### Texte du document

+ + + +

J'ai découvert Julien Green à l'adolescence. Je me souviens du plaisir éprouvé à la lecture de Léviathan, du Visionnaire, de Chaque homme en sa nuit....J'avais 16, 17 ans et j'ai aimé ces romans de Green pour de fausses raisons. Je ne savais pas alors l'importance que revêtait pour l'auteur , la religion, les problèmes du bien et du mal, l'homosexualité, la culpabilité....Je découvrais dans ces romans une atmosphère onirique proche de celle que Edgar Alan Poe instille dans ses contes. J'étais en ce temps là un fervent lecteur de la collection "Fantastique" des éditions Marabout : Gustav Meyrink, Heinz Ewers, Michel de Gheldérode, Claude Seignole, Jean Ray....Je ne voyais Green que comme un continuateur , ou un compagnon, de ces maîtres.
Beaucoup d'années ont passé .....(soupirs...). Je suis revenu à Julien Green très récemment par " Les pays lointains" , un" remake" de Autant en emporte le vent. Bouquin intéressant , un genre Maurice Denuzière : le Sud, les plantations de coton, la guerre de sécession....agréable à lire. Et puis , dans une vente de livres d'occasion , dont la recette est destinée à quelque bonne action en Afrique ( pas oublier, j'habite en Vendée....les assos , surtout cathos, sont légion...) , pour cinquante centimes d'euros , je me suis offert "Minuit" , une vieille édition du Livre de Poche (la couverture n'est pas celle montrée ici) . Et j'ai retrouvé l'enchantement éprouvé à l'adolescence !

+ + + +

(Données recueillies)
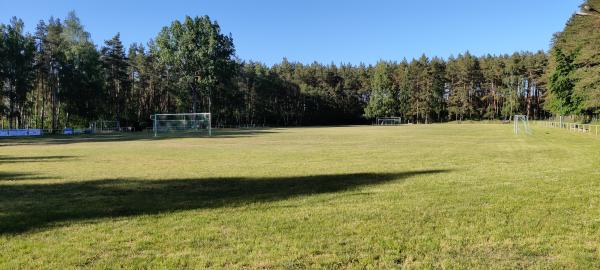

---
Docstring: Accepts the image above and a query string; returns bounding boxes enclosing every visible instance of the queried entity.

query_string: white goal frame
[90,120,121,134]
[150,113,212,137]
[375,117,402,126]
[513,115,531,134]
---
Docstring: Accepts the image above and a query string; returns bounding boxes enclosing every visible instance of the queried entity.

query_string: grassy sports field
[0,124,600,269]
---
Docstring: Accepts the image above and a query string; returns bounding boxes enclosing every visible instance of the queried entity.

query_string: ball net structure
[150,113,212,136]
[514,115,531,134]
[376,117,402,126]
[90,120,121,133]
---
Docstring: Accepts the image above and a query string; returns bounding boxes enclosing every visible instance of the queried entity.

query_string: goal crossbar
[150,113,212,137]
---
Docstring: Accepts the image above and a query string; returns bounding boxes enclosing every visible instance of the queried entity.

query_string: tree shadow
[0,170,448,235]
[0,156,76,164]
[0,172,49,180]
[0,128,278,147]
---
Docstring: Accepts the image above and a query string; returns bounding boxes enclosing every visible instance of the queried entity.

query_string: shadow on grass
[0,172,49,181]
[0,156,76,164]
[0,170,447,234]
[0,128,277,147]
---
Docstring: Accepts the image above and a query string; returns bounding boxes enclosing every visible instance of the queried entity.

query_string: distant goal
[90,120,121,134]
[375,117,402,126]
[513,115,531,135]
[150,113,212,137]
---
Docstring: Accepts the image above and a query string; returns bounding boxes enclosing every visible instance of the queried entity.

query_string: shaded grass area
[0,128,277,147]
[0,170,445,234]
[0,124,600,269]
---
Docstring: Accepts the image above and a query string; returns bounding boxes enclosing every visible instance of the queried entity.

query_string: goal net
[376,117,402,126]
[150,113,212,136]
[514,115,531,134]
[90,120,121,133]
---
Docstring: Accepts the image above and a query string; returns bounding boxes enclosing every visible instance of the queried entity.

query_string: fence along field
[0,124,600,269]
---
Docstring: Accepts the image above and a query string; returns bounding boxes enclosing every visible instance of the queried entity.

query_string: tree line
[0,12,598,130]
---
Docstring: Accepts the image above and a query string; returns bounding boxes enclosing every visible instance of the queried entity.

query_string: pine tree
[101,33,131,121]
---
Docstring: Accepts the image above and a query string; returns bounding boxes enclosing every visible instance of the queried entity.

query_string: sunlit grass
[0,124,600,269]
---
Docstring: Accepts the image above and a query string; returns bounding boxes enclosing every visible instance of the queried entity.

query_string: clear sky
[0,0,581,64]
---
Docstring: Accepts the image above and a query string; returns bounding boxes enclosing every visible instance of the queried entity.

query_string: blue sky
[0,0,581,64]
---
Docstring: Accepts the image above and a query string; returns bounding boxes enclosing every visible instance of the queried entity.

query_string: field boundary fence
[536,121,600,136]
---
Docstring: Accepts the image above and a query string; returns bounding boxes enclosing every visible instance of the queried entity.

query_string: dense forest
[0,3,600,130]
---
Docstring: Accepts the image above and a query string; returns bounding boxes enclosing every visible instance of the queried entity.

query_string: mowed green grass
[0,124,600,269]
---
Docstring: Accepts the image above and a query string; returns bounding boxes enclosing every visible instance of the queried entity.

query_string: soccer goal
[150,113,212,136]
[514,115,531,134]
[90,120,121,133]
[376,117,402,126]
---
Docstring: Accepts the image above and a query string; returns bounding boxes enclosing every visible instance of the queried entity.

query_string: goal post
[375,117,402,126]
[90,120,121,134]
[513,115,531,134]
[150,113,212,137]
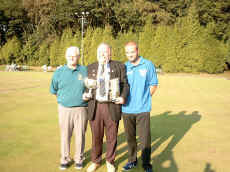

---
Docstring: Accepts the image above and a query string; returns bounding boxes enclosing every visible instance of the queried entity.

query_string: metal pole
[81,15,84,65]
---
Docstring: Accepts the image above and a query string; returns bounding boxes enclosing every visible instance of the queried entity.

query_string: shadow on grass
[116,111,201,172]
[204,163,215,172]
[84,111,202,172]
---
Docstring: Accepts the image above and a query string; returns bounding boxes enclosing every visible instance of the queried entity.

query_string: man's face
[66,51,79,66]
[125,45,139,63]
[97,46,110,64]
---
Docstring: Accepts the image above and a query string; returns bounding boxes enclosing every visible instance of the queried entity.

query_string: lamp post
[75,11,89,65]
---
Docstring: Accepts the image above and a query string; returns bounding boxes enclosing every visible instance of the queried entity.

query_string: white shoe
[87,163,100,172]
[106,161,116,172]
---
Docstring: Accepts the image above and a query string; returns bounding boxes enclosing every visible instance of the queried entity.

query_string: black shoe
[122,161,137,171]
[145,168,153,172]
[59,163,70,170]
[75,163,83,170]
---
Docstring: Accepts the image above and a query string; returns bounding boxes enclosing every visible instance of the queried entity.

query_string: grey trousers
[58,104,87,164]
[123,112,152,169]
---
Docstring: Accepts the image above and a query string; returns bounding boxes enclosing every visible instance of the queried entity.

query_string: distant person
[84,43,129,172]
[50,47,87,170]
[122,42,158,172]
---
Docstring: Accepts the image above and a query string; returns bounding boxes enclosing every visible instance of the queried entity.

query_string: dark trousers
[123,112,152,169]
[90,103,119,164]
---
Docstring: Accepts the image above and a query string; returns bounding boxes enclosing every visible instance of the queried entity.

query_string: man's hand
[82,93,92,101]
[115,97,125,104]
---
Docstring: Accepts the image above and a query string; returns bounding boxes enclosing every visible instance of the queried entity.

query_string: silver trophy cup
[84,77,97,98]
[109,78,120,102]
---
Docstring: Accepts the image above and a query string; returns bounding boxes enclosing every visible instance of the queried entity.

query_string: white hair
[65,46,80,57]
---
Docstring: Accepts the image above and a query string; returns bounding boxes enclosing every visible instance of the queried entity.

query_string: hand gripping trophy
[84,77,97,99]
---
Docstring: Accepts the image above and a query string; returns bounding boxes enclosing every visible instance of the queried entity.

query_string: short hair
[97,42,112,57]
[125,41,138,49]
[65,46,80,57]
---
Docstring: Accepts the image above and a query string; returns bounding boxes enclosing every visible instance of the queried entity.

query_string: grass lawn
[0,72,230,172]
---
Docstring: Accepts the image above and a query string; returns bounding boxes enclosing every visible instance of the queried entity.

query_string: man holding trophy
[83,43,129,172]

+ + + +

### Travail demandé
Reproduisez le passage du texte sur Julien Green qui va de « Beaucoup d'années ont » à « à l'adolescence ! ».

### Résultat attendu
Beaucoup d'années ont passé .....(soupirs...). Je suis revenu à Julien Green très récemment par " Les pays lointains" , un" remake" de Autant en emporte le vent. Bouquin intéressant , un genre Maurice Denuzière : le Sud, les plantations de coton, la guerre de sécession....agréable à lire. Et puis , dans une vente de livres d'occasion , dont la recette est destinée à quelque bonne action en Afrique ( pas oublier, j'habite en Vendée....les assos , surtout cathos, sont légion...) , pour cinquante centimes d'euros , je me suis offert "Minuit" , une vieille édition du Livre de Poche (la couverture n'est pas celle montrée ici) . Et j'ai retrouvé l'enchantement éprouvé à l'adolescence !